#### [INSTRUCTIONS TO FOLLOW]
One number is all that is asked for: the number of lines below that hold the string "wall".

#### [PROVIDED INFORMATION]
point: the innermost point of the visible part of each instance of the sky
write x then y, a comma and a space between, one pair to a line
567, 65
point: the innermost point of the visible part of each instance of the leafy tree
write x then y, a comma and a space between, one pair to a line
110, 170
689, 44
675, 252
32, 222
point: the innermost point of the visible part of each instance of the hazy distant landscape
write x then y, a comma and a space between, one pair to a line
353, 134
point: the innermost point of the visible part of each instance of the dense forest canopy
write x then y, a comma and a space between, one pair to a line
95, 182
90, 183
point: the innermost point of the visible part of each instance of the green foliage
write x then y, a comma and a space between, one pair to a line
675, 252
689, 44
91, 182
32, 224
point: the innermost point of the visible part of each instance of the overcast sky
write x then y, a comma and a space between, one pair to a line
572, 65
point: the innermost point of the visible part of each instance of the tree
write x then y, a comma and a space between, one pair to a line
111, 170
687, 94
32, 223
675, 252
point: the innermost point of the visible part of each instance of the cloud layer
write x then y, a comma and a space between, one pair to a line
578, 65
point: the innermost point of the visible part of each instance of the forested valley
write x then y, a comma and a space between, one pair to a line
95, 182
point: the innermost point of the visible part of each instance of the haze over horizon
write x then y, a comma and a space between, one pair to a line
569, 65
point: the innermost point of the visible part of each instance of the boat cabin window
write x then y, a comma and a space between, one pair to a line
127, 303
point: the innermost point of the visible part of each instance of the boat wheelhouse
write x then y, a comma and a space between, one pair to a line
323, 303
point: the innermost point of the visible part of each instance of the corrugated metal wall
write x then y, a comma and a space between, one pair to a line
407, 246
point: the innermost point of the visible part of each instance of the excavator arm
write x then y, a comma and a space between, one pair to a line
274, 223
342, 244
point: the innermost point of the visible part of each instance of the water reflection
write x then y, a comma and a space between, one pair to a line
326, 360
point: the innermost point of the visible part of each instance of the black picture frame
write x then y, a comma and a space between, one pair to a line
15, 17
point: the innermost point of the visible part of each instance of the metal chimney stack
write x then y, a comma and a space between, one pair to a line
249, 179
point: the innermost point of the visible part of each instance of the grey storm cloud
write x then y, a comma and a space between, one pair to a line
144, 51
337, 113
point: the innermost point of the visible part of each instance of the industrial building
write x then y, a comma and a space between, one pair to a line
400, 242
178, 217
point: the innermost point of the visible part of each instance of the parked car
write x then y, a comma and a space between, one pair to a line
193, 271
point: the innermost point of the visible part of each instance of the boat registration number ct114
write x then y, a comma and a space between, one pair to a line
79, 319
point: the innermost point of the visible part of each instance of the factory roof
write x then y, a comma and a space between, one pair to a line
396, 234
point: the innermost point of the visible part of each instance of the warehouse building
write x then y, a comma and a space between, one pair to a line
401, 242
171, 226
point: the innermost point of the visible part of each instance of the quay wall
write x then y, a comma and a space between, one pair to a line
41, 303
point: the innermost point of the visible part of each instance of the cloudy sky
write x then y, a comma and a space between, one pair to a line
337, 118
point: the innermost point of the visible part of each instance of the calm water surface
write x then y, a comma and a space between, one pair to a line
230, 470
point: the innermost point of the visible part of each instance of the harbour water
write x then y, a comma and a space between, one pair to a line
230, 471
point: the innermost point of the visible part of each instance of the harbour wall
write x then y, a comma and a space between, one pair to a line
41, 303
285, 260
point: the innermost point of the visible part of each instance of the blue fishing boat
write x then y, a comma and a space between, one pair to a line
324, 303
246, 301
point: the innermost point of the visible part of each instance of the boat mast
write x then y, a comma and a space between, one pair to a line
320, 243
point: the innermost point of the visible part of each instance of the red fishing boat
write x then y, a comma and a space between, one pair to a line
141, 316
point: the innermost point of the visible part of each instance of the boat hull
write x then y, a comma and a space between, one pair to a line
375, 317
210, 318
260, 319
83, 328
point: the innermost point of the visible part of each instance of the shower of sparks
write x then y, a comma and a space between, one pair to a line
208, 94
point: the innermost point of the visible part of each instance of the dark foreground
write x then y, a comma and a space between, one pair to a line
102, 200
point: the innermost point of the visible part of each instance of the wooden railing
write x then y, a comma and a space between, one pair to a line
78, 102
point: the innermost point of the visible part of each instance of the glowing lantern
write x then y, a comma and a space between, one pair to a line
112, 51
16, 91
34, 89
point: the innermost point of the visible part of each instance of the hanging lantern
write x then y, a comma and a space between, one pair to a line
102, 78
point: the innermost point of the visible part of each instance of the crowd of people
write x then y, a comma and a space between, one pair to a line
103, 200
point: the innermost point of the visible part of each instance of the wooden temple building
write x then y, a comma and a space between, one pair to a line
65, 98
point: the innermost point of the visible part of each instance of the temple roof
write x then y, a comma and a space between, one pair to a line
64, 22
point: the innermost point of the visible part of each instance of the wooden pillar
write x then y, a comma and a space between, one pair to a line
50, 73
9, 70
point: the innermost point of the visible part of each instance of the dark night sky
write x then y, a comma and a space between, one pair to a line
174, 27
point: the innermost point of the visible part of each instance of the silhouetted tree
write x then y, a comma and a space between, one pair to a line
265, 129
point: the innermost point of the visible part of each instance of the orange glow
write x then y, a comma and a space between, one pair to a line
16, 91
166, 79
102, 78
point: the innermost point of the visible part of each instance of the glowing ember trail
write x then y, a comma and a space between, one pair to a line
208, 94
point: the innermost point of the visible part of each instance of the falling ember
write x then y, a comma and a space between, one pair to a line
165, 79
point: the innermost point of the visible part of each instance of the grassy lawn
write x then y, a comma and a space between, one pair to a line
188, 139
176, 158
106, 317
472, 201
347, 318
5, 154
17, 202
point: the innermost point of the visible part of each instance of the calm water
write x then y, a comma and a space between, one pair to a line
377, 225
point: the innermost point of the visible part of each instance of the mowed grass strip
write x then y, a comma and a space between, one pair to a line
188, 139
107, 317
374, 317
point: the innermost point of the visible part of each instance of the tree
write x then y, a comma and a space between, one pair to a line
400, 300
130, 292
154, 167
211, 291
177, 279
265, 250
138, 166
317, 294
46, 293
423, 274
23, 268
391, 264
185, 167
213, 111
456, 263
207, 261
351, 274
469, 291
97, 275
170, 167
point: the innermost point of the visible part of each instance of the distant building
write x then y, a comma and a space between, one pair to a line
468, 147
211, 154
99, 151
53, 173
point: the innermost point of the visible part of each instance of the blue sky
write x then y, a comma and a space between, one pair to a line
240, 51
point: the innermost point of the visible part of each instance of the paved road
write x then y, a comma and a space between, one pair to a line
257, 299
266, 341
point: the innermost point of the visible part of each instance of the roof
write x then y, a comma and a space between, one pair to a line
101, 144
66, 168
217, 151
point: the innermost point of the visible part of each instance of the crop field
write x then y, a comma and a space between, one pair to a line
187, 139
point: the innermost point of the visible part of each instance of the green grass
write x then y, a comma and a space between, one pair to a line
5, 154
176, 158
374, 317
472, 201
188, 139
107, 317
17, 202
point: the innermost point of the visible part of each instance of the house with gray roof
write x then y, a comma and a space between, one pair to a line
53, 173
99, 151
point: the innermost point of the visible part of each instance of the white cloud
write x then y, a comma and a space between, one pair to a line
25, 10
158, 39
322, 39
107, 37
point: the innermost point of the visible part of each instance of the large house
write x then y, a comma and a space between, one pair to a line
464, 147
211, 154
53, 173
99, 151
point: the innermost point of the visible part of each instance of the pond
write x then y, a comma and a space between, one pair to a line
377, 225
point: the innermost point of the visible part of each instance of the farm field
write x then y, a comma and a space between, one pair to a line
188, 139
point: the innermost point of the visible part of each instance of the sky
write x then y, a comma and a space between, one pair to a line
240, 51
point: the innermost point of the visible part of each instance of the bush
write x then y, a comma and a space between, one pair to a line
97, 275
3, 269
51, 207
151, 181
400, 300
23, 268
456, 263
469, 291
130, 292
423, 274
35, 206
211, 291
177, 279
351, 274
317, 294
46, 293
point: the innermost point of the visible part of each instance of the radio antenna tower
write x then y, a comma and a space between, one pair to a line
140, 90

#### [ANSWER TO THE EXERCISE]
3